Data for analysis:

===

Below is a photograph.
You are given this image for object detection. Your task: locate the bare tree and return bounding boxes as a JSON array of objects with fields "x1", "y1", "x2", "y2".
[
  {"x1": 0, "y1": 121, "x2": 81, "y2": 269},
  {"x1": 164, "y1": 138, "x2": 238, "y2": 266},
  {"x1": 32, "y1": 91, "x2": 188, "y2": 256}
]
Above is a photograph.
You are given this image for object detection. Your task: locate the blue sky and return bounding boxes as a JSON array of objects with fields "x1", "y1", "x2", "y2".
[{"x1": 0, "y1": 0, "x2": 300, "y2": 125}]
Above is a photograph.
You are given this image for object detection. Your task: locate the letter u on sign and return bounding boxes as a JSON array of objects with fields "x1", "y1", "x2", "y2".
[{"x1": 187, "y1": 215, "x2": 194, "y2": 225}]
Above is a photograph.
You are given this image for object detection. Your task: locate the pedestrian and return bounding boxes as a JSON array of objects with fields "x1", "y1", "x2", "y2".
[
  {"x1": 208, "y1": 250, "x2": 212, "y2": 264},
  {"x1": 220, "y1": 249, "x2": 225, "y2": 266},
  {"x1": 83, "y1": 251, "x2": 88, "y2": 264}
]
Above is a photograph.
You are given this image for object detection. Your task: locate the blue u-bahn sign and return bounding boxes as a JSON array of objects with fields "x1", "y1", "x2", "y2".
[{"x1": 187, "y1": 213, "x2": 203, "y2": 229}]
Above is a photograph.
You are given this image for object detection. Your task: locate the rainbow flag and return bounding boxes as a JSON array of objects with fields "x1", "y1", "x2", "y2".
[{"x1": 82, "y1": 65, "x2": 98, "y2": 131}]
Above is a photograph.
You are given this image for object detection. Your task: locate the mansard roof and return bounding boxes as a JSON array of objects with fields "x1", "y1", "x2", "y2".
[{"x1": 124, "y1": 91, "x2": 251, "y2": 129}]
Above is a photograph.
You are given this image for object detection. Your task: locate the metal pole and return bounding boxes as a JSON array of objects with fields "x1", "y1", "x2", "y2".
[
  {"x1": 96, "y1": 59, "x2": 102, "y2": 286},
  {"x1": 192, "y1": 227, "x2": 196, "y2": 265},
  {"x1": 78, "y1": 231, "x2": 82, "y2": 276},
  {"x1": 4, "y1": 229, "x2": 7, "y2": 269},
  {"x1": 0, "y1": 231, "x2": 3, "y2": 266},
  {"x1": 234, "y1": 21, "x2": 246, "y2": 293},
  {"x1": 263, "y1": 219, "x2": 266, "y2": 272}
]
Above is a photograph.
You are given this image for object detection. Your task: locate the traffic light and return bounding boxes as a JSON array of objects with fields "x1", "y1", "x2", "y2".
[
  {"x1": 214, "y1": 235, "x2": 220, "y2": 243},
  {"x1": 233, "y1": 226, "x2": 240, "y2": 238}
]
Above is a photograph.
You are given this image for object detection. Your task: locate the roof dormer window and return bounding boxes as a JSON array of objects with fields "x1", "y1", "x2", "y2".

===

Retype every line of the listing above exactly as given.

Below is a photograph.
You are given this image for object detection. Your task: locate the bare tree and return bounding boxes as a JSON array of objects with fields "x1", "y1", "x2", "y2".
[
  {"x1": 0, "y1": 121, "x2": 81, "y2": 269},
  {"x1": 164, "y1": 138, "x2": 238, "y2": 266},
  {"x1": 32, "y1": 91, "x2": 188, "y2": 256}
]
Above is a photograph.
You are given this image for object detection. Your task: locate the blue sky and return bounding boxes as a JSON array of objects with fields "x1", "y1", "x2", "y2".
[{"x1": 0, "y1": 0, "x2": 300, "y2": 125}]
Above is a photograph.
You are given this image for object detection. Your task: locate the letter u on sign and return bounding boxes as a JSON array of objects with fields "x1", "y1", "x2", "y2".
[{"x1": 187, "y1": 215, "x2": 194, "y2": 225}]
Above is a photograph.
You are given this image for object detection. Your task: locate the pedestrian and return bounding boxes as a JSON array of objects with fields "x1", "y1", "x2", "y2".
[
  {"x1": 208, "y1": 250, "x2": 212, "y2": 264},
  {"x1": 220, "y1": 249, "x2": 225, "y2": 266},
  {"x1": 83, "y1": 251, "x2": 88, "y2": 264}
]
Above is a photograph.
You are given this image for object detection. Your task: locate the blue u-bahn sign and return bounding boxes as a JSON array of objects with fields "x1", "y1", "x2", "y2".
[{"x1": 187, "y1": 213, "x2": 203, "y2": 229}]
Above is a photograph.
You are given this image for object detection. Your task: locate the rainbow flag and return bounding boxes as a JSON array of objects with fields "x1", "y1", "x2", "y2".
[{"x1": 82, "y1": 65, "x2": 98, "y2": 131}]
Above is a photograph.
You are given this image for object detection. Your task: locate the mansard roof and return bounding boxes as a JSON array of objects with fields "x1", "y1", "x2", "y2".
[{"x1": 124, "y1": 91, "x2": 251, "y2": 129}]
Above is a photograph.
You are given this image for object detection. Your task: locate the metal pole and return bounding boxes as a JSON array of objects with fields "x1", "y1", "x2", "y2".
[
  {"x1": 96, "y1": 59, "x2": 102, "y2": 286},
  {"x1": 192, "y1": 227, "x2": 196, "y2": 265},
  {"x1": 78, "y1": 231, "x2": 82, "y2": 276},
  {"x1": 4, "y1": 229, "x2": 7, "y2": 269},
  {"x1": 0, "y1": 231, "x2": 3, "y2": 266},
  {"x1": 234, "y1": 21, "x2": 246, "y2": 293},
  {"x1": 263, "y1": 219, "x2": 266, "y2": 272}
]
Above is a photograph.
You are given this image for object detection. Your task: locate the traffic light and return bounding boxes as a JSON array of objects with fields "x1", "y1", "x2", "y2".
[
  {"x1": 214, "y1": 235, "x2": 220, "y2": 243},
  {"x1": 233, "y1": 226, "x2": 240, "y2": 238}
]
Above is a photograph.
You are given this image for object detection. Your task: locate the roof dormer window and return bounding boxes as a JSON array of objects with fields "x1", "y1", "x2", "y2".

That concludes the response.